▶ Problem description
Begin at the line that holds "brown leaf in the photo above." and retype every line through the end of the material, both included. Leave out the pictures.
### Information supplied ###
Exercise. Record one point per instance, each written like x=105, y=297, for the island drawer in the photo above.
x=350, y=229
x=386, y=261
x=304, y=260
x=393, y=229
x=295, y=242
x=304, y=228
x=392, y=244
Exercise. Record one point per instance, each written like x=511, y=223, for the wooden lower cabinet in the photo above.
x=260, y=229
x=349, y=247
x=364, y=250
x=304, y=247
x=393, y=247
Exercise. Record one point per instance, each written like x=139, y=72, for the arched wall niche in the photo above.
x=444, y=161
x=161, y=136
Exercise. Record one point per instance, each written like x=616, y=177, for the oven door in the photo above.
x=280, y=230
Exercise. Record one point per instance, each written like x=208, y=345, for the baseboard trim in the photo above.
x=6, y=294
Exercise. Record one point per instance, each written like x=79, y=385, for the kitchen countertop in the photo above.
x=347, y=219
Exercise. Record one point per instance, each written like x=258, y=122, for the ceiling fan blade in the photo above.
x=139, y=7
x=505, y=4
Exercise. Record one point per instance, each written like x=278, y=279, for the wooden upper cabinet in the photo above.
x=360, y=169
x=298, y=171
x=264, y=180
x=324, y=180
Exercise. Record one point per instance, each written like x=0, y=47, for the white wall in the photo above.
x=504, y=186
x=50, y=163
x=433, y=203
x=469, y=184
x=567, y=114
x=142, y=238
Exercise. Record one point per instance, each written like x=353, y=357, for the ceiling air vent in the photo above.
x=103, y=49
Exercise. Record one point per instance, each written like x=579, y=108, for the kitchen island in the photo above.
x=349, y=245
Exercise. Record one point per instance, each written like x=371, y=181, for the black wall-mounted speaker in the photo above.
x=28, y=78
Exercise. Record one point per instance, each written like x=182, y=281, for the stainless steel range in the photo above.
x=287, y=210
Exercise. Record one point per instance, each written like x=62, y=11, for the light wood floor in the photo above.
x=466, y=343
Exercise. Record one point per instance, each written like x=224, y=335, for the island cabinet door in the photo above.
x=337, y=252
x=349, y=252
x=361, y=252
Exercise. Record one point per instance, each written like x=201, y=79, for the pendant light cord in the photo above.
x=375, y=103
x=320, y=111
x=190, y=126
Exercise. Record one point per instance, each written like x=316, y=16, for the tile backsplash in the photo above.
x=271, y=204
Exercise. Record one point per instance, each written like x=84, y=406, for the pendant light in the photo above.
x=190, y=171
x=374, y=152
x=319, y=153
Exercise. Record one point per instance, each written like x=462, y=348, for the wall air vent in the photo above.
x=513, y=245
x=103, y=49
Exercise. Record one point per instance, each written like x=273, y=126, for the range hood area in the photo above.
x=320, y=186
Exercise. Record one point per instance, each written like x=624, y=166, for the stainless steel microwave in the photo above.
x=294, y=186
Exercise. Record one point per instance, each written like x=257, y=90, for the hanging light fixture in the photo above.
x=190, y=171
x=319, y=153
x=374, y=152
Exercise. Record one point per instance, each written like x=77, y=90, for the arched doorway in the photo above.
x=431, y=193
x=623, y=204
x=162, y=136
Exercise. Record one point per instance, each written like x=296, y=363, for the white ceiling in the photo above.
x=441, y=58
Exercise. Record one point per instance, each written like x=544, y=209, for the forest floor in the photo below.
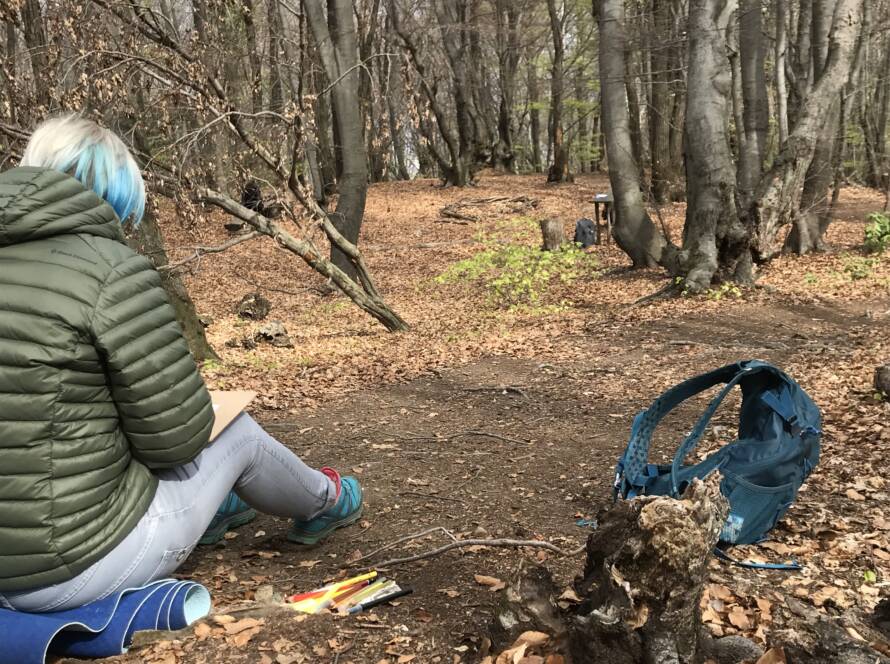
x=502, y=412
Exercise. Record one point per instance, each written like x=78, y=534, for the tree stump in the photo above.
x=644, y=576
x=253, y=306
x=553, y=234
x=882, y=379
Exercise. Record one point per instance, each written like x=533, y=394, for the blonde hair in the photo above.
x=95, y=156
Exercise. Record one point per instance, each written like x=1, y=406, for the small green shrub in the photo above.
x=724, y=290
x=518, y=275
x=877, y=233
x=857, y=267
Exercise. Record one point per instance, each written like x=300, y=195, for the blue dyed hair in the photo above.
x=95, y=156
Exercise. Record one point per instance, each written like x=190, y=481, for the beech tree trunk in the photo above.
x=559, y=169
x=553, y=234
x=781, y=48
x=36, y=41
x=812, y=220
x=276, y=40
x=756, y=109
x=534, y=116
x=148, y=240
x=335, y=37
x=507, y=24
x=882, y=379
x=634, y=231
x=715, y=242
x=661, y=108
x=255, y=69
x=777, y=197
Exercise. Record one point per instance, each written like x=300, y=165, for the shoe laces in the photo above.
x=334, y=476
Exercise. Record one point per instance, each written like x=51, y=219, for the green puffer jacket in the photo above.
x=97, y=385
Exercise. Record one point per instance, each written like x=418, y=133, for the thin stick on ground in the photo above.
x=407, y=538
x=461, y=544
x=201, y=251
x=432, y=495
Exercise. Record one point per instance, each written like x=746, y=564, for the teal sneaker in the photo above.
x=233, y=513
x=347, y=510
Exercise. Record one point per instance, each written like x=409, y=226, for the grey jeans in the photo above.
x=263, y=472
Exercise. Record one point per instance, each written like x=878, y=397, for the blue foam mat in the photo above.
x=104, y=628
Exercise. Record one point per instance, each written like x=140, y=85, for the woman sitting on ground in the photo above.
x=107, y=480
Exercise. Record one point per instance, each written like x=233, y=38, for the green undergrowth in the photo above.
x=877, y=233
x=522, y=277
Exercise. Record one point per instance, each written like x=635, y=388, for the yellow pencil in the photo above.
x=323, y=596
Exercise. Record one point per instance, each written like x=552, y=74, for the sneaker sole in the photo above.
x=302, y=537
x=227, y=524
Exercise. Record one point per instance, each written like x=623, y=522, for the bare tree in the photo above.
x=778, y=194
x=559, y=169
x=715, y=243
x=753, y=131
x=634, y=231
x=335, y=39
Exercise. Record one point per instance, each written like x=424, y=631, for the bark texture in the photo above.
x=559, y=169
x=646, y=567
x=335, y=37
x=148, y=240
x=552, y=233
x=756, y=109
x=778, y=194
x=715, y=242
x=882, y=379
x=634, y=231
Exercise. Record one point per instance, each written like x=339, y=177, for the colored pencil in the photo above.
x=358, y=608
x=368, y=591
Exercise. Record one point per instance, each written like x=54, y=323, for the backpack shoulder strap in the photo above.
x=631, y=471
x=746, y=370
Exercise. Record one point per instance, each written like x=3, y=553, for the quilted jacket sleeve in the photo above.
x=163, y=404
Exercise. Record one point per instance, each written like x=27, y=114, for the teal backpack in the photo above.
x=777, y=448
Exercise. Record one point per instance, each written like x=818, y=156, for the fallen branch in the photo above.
x=456, y=210
x=407, y=538
x=462, y=544
x=201, y=251
x=432, y=495
x=368, y=299
x=459, y=434
x=513, y=389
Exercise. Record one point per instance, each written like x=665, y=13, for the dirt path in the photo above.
x=505, y=447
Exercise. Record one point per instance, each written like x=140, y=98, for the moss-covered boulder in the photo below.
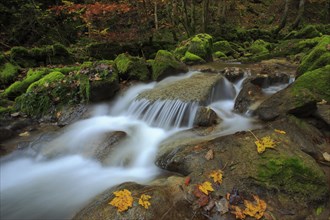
x=53, y=91
x=318, y=57
x=165, y=64
x=259, y=47
x=51, y=54
x=131, y=68
x=8, y=73
x=201, y=45
x=19, y=87
x=190, y=58
x=300, y=98
x=224, y=47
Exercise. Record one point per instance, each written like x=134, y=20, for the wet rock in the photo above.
x=198, y=88
x=168, y=201
x=206, y=117
x=233, y=73
x=277, y=176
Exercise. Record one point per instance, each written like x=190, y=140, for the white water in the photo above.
x=34, y=187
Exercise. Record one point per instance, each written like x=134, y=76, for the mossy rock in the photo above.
x=20, y=87
x=52, y=92
x=166, y=64
x=190, y=58
x=224, y=47
x=219, y=54
x=200, y=45
x=318, y=57
x=259, y=47
x=8, y=73
x=292, y=175
x=309, y=31
x=131, y=68
x=316, y=81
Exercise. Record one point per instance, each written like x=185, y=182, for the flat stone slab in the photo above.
x=201, y=88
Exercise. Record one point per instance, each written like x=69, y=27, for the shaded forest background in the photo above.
x=44, y=22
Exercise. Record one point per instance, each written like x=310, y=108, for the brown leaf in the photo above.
x=209, y=155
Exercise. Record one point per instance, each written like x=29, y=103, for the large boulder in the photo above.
x=318, y=57
x=165, y=64
x=300, y=98
x=167, y=201
x=131, y=68
x=200, y=45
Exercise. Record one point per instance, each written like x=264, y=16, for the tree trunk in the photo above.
x=205, y=15
x=284, y=18
x=156, y=16
x=300, y=14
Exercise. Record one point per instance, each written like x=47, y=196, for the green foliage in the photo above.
x=133, y=68
x=200, y=45
x=190, y=58
x=318, y=57
x=166, y=63
x=224, y=47
x=292, y=175
x=19, y=87
x=317, y=82
x=8, y=73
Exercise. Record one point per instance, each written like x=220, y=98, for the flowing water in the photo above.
x=34, y=186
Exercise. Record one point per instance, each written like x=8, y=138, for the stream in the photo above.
x=35, y=186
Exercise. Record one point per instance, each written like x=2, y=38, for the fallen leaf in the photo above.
x=206, y=187
x=187, y=181
x=144, y=201
x=122, y=201
x=263, y=143
x=255, y=209
x=326, y=156
x=209, y=155
x=222, y=206
x=24, y=134
x=239, y=214
x=217, y=176
x=280, y=131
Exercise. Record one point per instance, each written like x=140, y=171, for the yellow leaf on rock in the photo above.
x=217, y=176
x=122, y=201
x=144, y=201
x=255, y=209
x=206, y=187
x=265, y=142
x=280, y=131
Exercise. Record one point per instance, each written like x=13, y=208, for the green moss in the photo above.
x=8, y=73
x=19, y=87
x=45, y=81
x=200, y=45
x=317, y=82
x=190, y=58
x=219, y=54
x=293, y=176
x=259, y=47
x=224, y=47
x=164, y=63
x=308, y=31
x=132, y=68
x=318, y=57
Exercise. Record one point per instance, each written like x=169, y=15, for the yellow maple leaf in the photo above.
x=238, y=212
x=144, y=201
x=206, y=187
x=279, y=131
x=255, y=209
x=122, y=201
x=263, y=143
x=217, y=176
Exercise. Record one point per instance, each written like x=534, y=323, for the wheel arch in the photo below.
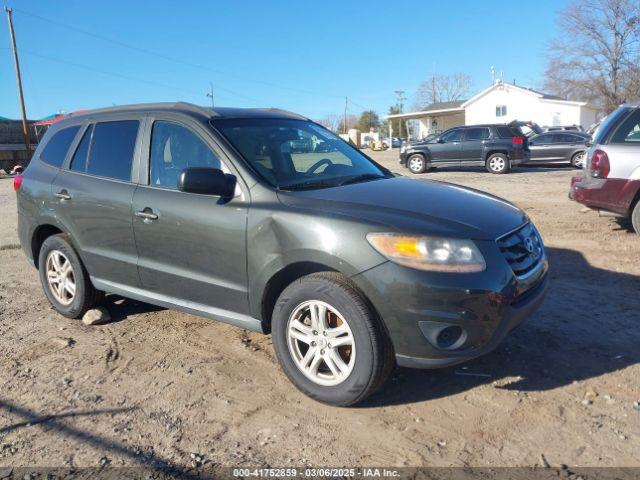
x=280, y=280
x=40, y=234
x=493, y=151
###
▶ Task output
Exercise. Record one point per instance, each written like x=310, y=108, for the brown leaf in the photo above.
x=209, y=155
Exercise. Record one point per instance, each written like x=29, y=103, for the large boulder in the photo above.
x=318, y=57
x=165, y=64
x=300, y=98
x=167, y=201
x=131, y=68
x=200, y=45
Exercise. Record one point per instance, each written like x=264, y=16, for the tree trunk in the photo above.
x=205, y=15
x=284, y=18
x=156, y=16
x=300, y=14
Exercise. Record one point per instance, each written like x=47, y=196, for the green foliage in the photo above.
x=133, y=68
x=200, y=45
x=190, y=58
x=318, y=57
x=166, y=63
x=224, y=47
x=292, y=175
x=19, y=87
x=317, y=82
x=8, y=73
Exercise. Record one point per instance, each written like x=220, y=98, for the flowing water in the photo above.
x=34, y=186
Exercise. Record one point per instance, each written like x=8, y=138, for the stream in the photo above.
x=35, y=186
Exercise. Record one point per instance, each written like x=2, y=38, for the fallen leaf in the photo above.
x=206, y=187
x=187, y=181
x=144, y=201
x=122, y=201
x=263, y=143
x=255, y=209
x=326, y=156
x=209, y=155
x=222, y=206
x=24, y=134
x=239, y=214
x=217, y=176
x=280, y=131
Exercise. Record one point per instance, each written like x=140, y=171, for the yellow leaf on rock in the photo above.
x=217, y=176
x=122, y=201
x=144, y=201
x=255, y=209
x=206, y=187
x=265, y=142
x=280, y=131
Exercise. Record one point per instance, each written like x=13, y=208, for the green moss in the photo above.
x=8, y=73
x=19, y=87
x=45, y=81
x=200, y=45
x=317, y=82
x=190, y=58
x=219, y=54
x=293, y=176
x=259, y=47
x=224, y=47
x=164, y=63
x=308, y=31
x=132, y=68
x=318, y=57
Exercise. Record one point per instance, each written like x=169, y=15, for the yellow maple leaf in the photo above.
x=238, y=212
x=144, y=201
x=206, y=187
x=279, y=131
x=255, y=209
x=122, y=201
x=263, y=143
x=217, y=176
Exercise. Record one point per instance, each written like x=534, y=323, for the wheel arch in the photo below.
x=280, y=280
x=40, y=234
x=493, y=151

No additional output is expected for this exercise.